● **Try it**
Each entry must be given again exactly as it appears, with images excluded.

[Collected data entries]

■ ■ ■ ■ ■ ■ ■

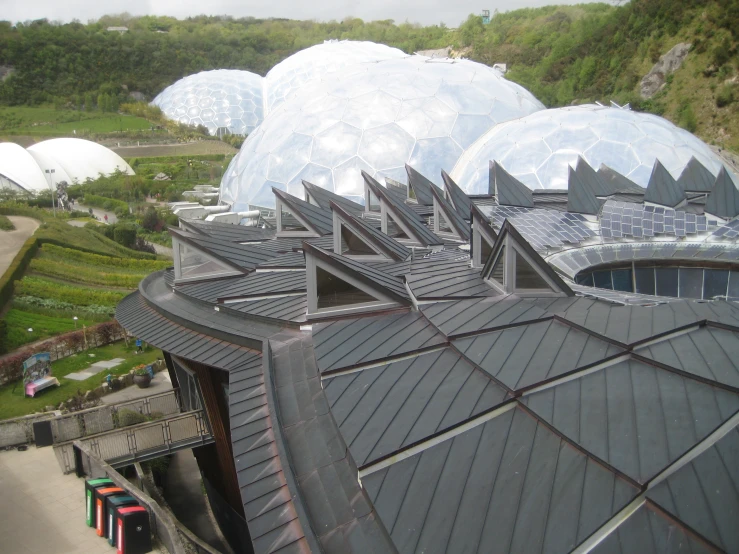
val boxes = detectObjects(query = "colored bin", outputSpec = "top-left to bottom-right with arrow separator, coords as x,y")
107,496 -> 139,546
116,506 -> 151,554
95,486 -> 125,536
85,478 -> 114,527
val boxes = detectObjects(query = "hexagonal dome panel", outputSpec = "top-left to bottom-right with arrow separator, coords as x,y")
221,55 -> 544,210
152,69 -> 264,137
451,104 -> 727,194
264,40 -> 407,115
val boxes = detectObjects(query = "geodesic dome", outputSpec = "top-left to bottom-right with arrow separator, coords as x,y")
152,69 -> 264,136
264,40 -> 407,115
221,56 -> 544,210
451,104 -> 727,193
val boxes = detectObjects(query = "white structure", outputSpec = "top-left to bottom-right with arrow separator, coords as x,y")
152,69 -> 264,137
451,104 -> 728,193
0,143 -> 49,193
221,55 -> 544,210
263,40 -> 407,115
0,139 -> 133,193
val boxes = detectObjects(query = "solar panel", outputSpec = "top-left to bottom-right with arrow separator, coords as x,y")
600,200 -> 716,240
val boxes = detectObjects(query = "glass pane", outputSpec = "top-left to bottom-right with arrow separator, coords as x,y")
438,211 -> 452,233
368,190 -> 380,212
316,266 -> 377,308
655,268 -> 679,297
678,268 -> 703,299
593,270 -> 613,290
490,245 -> 506,284
729,271 -> 739,299
341,225 -> 375,255
576,272 -> 594,287
612,269 -> 633,292
386,213 -> 408,239
280,204 -> 307,231
634,267 -> 655,295
179,243 -> 235,280
479,234 -> 493,265
515,251 -> 550,289
704,269 -> 730,299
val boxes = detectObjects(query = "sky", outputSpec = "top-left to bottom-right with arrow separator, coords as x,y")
1,0 -> 599,28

■ ■ ■ ■ ■ ■ ■

● **Exercise answer**
val boxes = detectObjects(query = "colored bin", outputSpec = "top-left to bottom-right with arrow separator, coords as x,y")
107,496 -> 139,546
116,506 -> 151,554
95,486 -> 125,536
85,478 -> 114,527
val boxes = detectObjects(query = "hexagonal dome panel", outputSpec = "top-left to bottom-right with arrow separator, coords as x,y")
221,55 -> 544,210
152,69 -> 264,137
451,104 -> 727,194
264,40 -> 407,115
val boxes = detectObjects(query = "geodesic dome", outputSpec = "top-left to bottom-right with arrow separator, coords as x,y")
152,69 -> 264,136
264,40 -> 407,115
221,56 -> 544,210
451,104 -> 727,193
val boxes = detectObjects(query = "white structure", outputSpec = "top-left to bottom-right with arrow separator, coords as x,y")
152,69 -> 264,137
451,104 -> 728,193
0,143 -> 49,193
221,55 -> 544,210
263,40 -> 407,115
0,139 -> 133,193
val boxes = detectObjects(query = "solar panel", outputSpec = "top-left to bottom-right with arrow separator, coords as x,y")
600,200 -> 716,240
val boxes = detectObjects(query = "glass pane", outputSpec = "top-left to bottom-right with arrow separator, coords as x,y")
438,211 -> 452,233
368,190 -> 380,212
316,266 -> 377,308
655,268 -> 679,297
678,268 -> 703,299
593,270 -> 613,290
490,245 -> 506,284
729,271 -> 739,299
341,225 -> 375,255
576,272 -> 594,287
612,269 -> 633,292
386,213 -> 408,239
280,204 -> 307,231
634,267 -> 655,295
179,243 -> 235,280
479,234 -> 493,265
515,251 -> 550,289
704,269 -> 730,299
val boxes = detectObjects(query = "sky", outputSpec = "top-left to bottom-right with arrow separator, coords as x,y")
1,0 -> 599,28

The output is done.